■ Records to process:
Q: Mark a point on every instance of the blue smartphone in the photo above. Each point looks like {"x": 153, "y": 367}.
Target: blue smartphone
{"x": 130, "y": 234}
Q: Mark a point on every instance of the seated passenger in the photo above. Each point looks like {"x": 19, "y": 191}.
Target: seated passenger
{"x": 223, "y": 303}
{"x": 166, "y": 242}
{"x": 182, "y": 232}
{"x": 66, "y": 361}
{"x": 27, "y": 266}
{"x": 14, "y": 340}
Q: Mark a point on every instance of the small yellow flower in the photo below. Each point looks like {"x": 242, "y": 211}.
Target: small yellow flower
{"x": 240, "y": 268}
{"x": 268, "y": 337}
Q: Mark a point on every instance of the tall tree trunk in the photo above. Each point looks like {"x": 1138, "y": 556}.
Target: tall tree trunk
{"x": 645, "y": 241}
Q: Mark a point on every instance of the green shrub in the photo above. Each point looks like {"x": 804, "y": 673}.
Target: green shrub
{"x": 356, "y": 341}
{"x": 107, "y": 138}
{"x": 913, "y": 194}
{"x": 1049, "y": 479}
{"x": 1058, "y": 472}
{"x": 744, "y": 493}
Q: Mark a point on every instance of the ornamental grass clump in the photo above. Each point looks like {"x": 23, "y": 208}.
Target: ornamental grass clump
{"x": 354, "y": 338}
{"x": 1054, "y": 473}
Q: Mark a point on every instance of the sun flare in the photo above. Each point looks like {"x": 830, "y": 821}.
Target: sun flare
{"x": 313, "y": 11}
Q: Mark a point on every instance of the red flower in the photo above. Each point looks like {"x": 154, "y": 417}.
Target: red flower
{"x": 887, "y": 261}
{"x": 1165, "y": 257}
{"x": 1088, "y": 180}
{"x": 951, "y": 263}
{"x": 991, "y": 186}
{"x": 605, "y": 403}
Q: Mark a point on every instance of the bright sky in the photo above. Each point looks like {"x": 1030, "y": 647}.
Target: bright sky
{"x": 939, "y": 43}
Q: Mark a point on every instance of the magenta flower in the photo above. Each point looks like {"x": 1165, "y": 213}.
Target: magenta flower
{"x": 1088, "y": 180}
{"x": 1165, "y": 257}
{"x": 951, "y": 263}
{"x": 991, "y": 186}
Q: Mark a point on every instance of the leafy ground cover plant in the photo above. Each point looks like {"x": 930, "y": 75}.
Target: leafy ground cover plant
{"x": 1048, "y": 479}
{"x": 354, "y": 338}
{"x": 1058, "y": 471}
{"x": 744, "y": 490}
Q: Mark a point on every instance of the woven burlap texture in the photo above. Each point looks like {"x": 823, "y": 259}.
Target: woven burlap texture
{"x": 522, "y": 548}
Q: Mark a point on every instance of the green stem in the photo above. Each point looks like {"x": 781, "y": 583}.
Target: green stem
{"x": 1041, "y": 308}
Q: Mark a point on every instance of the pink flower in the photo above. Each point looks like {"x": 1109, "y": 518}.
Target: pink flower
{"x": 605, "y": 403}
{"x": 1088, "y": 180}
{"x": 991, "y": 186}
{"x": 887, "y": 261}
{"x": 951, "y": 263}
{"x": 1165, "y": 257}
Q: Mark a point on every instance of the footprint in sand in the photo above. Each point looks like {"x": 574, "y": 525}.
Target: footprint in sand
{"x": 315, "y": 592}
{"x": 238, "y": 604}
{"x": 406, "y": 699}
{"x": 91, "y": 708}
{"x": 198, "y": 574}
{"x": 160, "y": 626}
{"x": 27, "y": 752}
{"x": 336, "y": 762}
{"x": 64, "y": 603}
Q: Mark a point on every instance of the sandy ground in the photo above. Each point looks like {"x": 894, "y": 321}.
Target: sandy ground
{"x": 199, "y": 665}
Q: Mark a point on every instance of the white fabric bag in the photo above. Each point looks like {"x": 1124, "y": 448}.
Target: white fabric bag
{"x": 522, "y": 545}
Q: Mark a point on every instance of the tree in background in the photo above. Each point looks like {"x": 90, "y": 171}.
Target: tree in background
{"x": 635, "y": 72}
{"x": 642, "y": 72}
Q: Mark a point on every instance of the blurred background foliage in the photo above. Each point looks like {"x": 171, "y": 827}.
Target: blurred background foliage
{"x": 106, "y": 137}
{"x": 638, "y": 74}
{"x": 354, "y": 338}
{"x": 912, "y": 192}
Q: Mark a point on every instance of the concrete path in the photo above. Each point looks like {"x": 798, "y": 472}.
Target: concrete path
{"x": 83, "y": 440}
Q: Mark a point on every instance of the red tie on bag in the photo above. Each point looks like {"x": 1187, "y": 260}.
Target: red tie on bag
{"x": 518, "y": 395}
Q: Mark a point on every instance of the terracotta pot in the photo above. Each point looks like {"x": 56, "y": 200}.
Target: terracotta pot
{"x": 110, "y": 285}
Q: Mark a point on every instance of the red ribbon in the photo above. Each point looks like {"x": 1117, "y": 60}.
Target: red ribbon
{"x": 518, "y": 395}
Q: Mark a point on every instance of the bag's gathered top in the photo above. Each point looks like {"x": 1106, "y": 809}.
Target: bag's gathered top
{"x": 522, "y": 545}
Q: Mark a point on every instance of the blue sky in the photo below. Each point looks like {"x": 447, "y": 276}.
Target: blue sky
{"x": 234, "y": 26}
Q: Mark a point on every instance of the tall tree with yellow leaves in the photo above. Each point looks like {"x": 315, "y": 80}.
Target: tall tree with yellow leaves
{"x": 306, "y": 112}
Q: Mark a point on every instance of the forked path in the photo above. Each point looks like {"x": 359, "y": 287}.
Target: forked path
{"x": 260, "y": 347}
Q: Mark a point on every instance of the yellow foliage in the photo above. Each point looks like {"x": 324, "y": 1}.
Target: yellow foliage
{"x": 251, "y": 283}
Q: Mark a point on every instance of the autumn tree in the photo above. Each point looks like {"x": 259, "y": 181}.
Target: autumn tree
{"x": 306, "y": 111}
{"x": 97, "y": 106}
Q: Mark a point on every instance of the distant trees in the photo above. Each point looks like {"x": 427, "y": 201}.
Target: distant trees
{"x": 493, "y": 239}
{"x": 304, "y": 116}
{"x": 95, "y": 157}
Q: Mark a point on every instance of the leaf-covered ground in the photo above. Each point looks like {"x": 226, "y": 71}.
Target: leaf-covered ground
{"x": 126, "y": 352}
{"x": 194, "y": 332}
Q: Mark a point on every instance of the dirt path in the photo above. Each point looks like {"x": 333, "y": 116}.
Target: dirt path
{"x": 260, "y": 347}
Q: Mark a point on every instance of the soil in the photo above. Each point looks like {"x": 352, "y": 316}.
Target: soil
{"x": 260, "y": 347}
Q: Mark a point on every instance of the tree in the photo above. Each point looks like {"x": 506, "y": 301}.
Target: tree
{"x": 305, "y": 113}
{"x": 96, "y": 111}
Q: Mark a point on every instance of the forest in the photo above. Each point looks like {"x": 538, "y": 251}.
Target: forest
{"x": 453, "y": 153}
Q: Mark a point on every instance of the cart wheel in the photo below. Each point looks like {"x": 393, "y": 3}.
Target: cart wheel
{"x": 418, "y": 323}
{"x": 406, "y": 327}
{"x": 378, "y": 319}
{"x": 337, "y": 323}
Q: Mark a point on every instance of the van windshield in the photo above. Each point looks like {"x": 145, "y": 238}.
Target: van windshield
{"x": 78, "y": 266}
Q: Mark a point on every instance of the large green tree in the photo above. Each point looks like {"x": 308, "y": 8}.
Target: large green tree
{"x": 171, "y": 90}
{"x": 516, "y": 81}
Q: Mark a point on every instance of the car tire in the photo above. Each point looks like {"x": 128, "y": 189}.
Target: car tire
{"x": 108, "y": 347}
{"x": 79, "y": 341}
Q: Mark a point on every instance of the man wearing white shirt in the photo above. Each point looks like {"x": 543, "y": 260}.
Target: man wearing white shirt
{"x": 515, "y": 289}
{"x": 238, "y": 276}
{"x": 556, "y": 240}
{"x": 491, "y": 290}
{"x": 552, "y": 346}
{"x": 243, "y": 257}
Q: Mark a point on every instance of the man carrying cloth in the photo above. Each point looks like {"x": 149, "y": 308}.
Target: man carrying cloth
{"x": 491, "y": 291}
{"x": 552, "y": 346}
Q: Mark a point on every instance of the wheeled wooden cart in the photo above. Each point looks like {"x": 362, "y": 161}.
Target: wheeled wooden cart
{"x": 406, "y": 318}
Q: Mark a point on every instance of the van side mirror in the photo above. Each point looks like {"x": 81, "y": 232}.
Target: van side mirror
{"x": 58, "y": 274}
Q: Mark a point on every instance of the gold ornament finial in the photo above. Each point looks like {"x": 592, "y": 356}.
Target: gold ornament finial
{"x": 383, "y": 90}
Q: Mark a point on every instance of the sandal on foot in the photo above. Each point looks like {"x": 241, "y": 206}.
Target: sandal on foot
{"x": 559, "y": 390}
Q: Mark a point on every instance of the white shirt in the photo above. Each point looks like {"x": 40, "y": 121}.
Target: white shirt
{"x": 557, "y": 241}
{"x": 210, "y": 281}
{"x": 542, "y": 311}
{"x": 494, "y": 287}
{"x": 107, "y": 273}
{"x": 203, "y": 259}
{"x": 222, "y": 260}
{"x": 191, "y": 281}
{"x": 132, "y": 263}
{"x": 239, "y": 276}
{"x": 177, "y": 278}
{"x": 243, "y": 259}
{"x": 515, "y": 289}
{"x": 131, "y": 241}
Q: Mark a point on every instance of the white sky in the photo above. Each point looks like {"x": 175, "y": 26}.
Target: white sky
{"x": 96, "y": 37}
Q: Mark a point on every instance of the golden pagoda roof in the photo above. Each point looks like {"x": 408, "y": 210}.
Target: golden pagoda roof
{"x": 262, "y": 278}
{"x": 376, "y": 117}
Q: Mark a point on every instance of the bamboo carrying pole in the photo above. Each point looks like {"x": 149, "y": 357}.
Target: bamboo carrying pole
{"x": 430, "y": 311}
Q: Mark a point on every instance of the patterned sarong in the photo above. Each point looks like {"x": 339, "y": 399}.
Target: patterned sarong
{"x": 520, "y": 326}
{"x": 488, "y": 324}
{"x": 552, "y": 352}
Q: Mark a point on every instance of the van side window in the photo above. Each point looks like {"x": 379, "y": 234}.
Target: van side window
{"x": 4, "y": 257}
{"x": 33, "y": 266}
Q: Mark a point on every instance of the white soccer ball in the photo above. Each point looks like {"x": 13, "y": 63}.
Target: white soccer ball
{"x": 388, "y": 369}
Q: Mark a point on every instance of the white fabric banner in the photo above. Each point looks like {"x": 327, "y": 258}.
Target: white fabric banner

■ The problem: Every line from the one containing "side window in" through the end of the data must be repeated exactly, and no other line.

■ The result:
Q: Mark a point on every instance of the van side window in the photo above. Each point looks like {"x": 379, "y": 234}.
Target: van side window
{"x": 4, "y": 257}
{"x": 33, "y": 266}
Q: Mark a point on every instance of the white soccer ball in the photo above. Each point looks like {"x": 13, "y": 63}.
Target: white soccer ball
{"x": 388, "y": 369}
Q: Mark a point on every instance of the white fabric banner in the photo above. Each point looks like {"x": 327, "y": 258}.
Target: white fabric banner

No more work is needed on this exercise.